### ПРЕДЛОЖЕННЫЙ ОТРЫВОК
Они, по существу, — сторонники унитарного понимания истории.
Суть же концепций Г. Рюккерта, Н.Я. Данилевского, О. Шпенглера, А. Дж.
Тойнби, Л.Н. Гумилева состоит в отрицании единства человечества и
человеческой истории, в раздроблении человечества на совершенно уникальные,
непохожие друг на друга и самостоятельно развивающиеся единицы, а тем самым
и в разложении истории человечества на множество совершенно независимые
друг от друга потоков.
2.7.6. Специалисты-историки о построениях О. Шпенглера,
А.Дж. Тойнби и Л.Н. Гумилева
В отличие от широкой читающей публики профессиональные историки
отнеслись к трудам О. Шпенглера и А. Тойнби не столько даже скептически,
сколько иронически. Им претил поражающий дилетантизм О. Шпенглера в области
истории, его страсть к многословию, перерастающему в пустозвонство. Они не
могли не заметить, что А. Тойнби подгоняет реально существующие общества и
системы обществ под свои схемы, не останавливаясь перед прямым насилием над
фактами.
Поэтому типичной для историка была реакция, подобная той, что мы находим
в статье известного французского исследователя, одного из основателей
знаменитой школы «Анналов» Люсьена Февра (1878 — 1956). Она была
написана в 1936 г. и называется «От Шпенглера к Тойнби».

### СТРОКИ
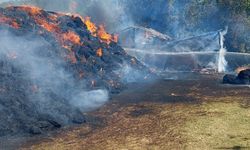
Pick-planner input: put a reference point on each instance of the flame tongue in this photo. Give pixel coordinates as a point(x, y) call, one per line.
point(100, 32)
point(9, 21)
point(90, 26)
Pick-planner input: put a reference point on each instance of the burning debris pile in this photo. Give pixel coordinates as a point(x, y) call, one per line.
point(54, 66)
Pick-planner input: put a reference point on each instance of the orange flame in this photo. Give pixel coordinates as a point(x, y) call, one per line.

==

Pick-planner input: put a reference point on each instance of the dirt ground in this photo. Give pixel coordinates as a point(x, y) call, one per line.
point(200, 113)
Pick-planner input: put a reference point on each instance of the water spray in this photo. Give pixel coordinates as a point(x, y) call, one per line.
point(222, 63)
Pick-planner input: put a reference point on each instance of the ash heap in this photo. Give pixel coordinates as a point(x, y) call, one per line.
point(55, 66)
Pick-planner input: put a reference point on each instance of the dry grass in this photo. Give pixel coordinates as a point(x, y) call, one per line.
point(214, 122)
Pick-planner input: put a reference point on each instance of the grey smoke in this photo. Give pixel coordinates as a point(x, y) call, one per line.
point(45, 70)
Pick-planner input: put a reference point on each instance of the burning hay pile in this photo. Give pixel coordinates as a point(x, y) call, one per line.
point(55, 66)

### ЗАДАНИЯ
1 - Перескажите, пожалуйста, короче абзац отрывка, который начинается словами «В отличие от широкой читающей публики». Сохраните его главные факты.
2 - В каком году, согласно отрывку, была написана статья Люсьена Февра «От Шпенглера к Тойнби»?
3 - Повторите дословно часть отрывка. Начните со слов «Суть же концепций» и закончите после слов «от друга потоков.».

### РЕЗУЛЬТАТЫ ВЫПОЛНЕНИЯ
1 - Профессиональные историки, в отличие от широкой публики, встретили труды Шпенглера и Тойнби скорее иронически, чем скептически. Их отталкивали дилетантизм Шпенглера в истории и его многословие, переходящее в пустозвонство. Они также замечали, что Тойнби подгоняет реальные общества под свои схемы и не останавливается перед прямым насилием над фактами.

2 - В 1936 году.

3 -
Суть же концепций Г. Рюккерта, Н.Я. Данилевского, О. Шпенглера, А. Дж.
Тойнби, Л.Н. Гумилева состоит в отрицании единства человечества и
человеческой истории, в раздроблении человечества на совершенно уникальные,
непохожие друг на друга и самостоятельно развивающиеся единицы, а тем самым
и в разложении истории человечества на множество совершенно независимые
друг от друга потоков.